Prompt:
Apart from the images, every record below must be given again without alteration.

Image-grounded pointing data
▬▬▬▬▬▬▬▬▬▬

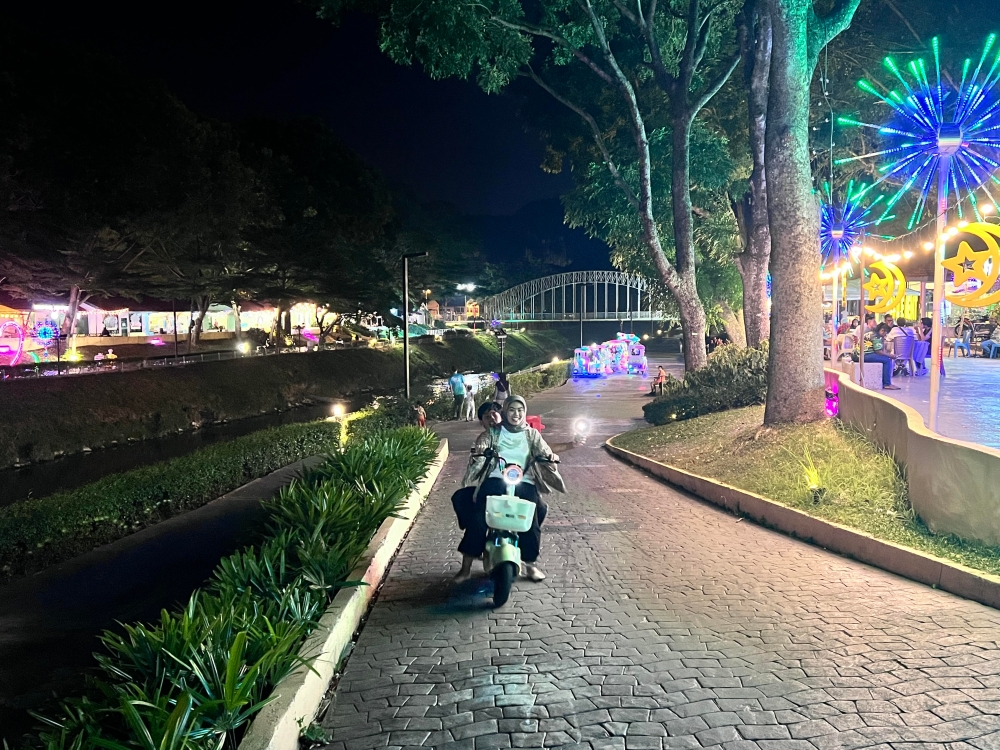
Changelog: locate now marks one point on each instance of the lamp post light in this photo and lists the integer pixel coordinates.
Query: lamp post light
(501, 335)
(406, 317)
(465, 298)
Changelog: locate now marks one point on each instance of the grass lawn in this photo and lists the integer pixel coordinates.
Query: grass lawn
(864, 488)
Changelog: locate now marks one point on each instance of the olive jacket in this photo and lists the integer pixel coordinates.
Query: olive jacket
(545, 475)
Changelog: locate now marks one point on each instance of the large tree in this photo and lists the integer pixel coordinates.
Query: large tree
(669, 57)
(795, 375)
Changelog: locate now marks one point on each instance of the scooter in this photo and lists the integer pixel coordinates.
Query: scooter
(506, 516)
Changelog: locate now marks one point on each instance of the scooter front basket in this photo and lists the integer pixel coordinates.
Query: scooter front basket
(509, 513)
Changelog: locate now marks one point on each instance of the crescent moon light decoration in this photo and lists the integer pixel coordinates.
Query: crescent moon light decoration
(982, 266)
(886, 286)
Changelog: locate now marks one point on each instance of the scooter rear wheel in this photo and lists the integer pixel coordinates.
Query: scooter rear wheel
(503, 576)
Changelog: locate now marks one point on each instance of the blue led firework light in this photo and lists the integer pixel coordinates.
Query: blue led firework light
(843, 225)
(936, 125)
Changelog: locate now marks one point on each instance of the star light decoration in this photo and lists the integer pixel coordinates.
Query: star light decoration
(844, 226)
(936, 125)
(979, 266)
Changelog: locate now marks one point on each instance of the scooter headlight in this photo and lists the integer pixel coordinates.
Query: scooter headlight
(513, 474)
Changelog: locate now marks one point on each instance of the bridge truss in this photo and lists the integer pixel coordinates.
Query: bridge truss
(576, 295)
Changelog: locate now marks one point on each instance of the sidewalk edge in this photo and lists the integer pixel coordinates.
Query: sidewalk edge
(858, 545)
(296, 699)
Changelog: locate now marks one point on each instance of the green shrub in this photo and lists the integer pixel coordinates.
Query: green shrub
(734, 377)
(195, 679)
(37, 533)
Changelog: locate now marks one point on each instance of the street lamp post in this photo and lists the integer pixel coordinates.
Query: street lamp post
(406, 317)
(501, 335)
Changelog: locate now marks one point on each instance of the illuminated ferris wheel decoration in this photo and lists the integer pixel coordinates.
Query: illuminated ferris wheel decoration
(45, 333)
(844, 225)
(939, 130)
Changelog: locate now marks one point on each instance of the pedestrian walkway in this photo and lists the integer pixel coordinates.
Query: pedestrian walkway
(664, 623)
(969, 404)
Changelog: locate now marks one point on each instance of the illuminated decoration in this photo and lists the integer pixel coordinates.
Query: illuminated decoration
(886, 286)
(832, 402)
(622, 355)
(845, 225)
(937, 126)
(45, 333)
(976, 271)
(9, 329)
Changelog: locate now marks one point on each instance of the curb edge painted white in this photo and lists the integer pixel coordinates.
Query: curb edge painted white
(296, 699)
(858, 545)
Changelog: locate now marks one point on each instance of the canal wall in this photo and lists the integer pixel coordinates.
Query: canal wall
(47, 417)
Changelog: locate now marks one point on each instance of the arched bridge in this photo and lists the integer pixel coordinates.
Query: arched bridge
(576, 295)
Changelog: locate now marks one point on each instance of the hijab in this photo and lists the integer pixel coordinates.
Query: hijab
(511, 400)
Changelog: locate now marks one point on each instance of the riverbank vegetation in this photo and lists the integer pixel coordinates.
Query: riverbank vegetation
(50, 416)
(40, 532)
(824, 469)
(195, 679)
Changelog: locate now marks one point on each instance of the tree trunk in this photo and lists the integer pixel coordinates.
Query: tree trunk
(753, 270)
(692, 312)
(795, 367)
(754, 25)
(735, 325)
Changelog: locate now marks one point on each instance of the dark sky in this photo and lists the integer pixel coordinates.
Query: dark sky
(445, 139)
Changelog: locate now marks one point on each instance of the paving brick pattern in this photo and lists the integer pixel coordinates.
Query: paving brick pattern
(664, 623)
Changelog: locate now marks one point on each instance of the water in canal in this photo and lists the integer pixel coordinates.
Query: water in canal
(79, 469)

▬▬▬▬▬▬▬▬▬▬

Answer:
Changelog: locate now marks one point on each instance of the lamp post light in this photo and lists the integer pixel coordinates.
Query: lamp post light
(501, 335)
(406, 317)
(465, 298)
Changelog: locate now marks one point on each instance of the grass lawn in this photo and lists the integer pixel coordinates.
Query: grass lawn
(864, 488)
Changelog: locate now marks one point on each instance of the olive jacket in this photo and lists the integer pixel coordinates.
Query: olive jacket
(545, 475)
Changelog: locate now marks one point on each instance of the large tree in this photo and lists the integer pixel coordinates.
Query: large tree
(669, 57)
(795, 375)
Changelog: locate now marks one point on each instance of the scooter in this photo and lists the integer pixel coordinates.
Query: scooter
(506, 516)
Changelog: locate now marks one point on each instance of the scooter front basket in this photo and lists the integer pixel coordinates.
Query: scooter front basket
(509, 513)
Changelog: locate now marks one point on each instance of the crescent moon light decoration in this photo and lists the integer pixel coordinates.
Query: crescent moon light decoration
(982, 266)
(886, 286)
Changelog: locate now marks one point on each instance of the scooter rear wheel in this photo and lists the integer pixel coordinates.
Query: scooter rear wheel
(503, 576)
Changelog: locate now marks one point on each instance of the blue led firework light in this photo and lists the integer pixel coordinates.
Query: blue led firework light
(843, 225)
(936, 125)
Changelog: locate now marks one point on each instance of the star light decoration in this photo and lists the integer pixel coordinates.
Query: star light decoration
(844, 226)
(936, 125)
(979, 266)
Changelog: locate now marks one point on each instance of the scooter headlight in this photo and lists the integer pixel coordinates.
Query: scooter headlight
(513, 474)
Changelog: locate now marks one point on each instance of the bridge truss in this photo and lists the integer pixel coordinates.
Query: bridge truss
(576, 295)
Changelog: locate now marks one point on each instance of the sidewalk edge in this photo and lists the integer pixel coordinates.
Query: sidewalk edge
(858, 545)
(296, 699)
Changelog: locate now marks one point on each instance of the green shrub in this photo and lists the integer pixel coordinates.
Query: green shrub
(734, 377)
(195, 679)
(37, 533)
Changelog: locate now marks one point on each instance of the street lamp post in this photo and lists the integer pixel coordinates.
Query: street lamp post
(406, 317)
(501, 335)
Changelog: locate now marks one point on each instance of the illuminated ferris wheel decoration in this photo and lists the integer pixel coordinates.
Query: illuminated ferris wheel decoration
(45, 333)
(844, 225)
(939, 130)
Changelog: locate now marks one point on each instance of the pedestrian walkway in this photo and lists the integer pixel coordinates.
Query: pedestrian walkway
(664, 623)
(969, 404)
Changelog: locate now marks one point on each instance of the illuminated decoration in this photo and lists the integer pixel coordinates.
Query: illuminated decoration
(886, 286)
(832, 402)
(622, 355)
(845, 225)
(937, 126)
(45, 333)
(976, 271)
(9, 329)
Changelog: locate now marks one point on each instance of the curb edge painted white in this photo and lists the integer pixel coordinates.
Query: curb edge painted white
(296, 699)
(858, 545)
Changelog: locate now marks one point on each instance of the canal wall in this photo and lists the integer pixel coordinates.
Query: canal wall
(47, 417)
Changelog: locate now marks one point on each instance of the arched bridge in this photo and lists the integer pixel coordinates.
Query: arched bridge
(576, 295)
Changelog: locate now marks one point on each instance of the hijab in this photo and lists the integer pixel coordinates.
Query: hijab
(511, 400)
Changelog: locate now marks one point on each instance of the riverbank vegetation in this photo and lists the integer pixel coordinates.
Query: riverbank vegetation
(50, 416)
(40, 532)
(824, 469)
(195, 679)
Changelog: locate now marks one point on each instance of the tree trunk in this photo and lists the integer pixel coordinates.
Query: tree trunk
(753, 270)
(692, 312)
(795, 367)
(754, 25)
(735, 325)
Changelog: locate now marks one point on each instance of the dark sky in this photo and lists the integer pixel coordinates.
Query: dark sky
(445, 139)
Changelog: locate now marks one point on each instance of the paving brick pattern in this photo and lists the integer pixel coordinates.
Query: paving brick pattern
(664, 623)
Changelog: locate now marks one point on each instance of the water in canal in this photo and lists the integer pixel coordinates.
Query: water in canal
(79, 469)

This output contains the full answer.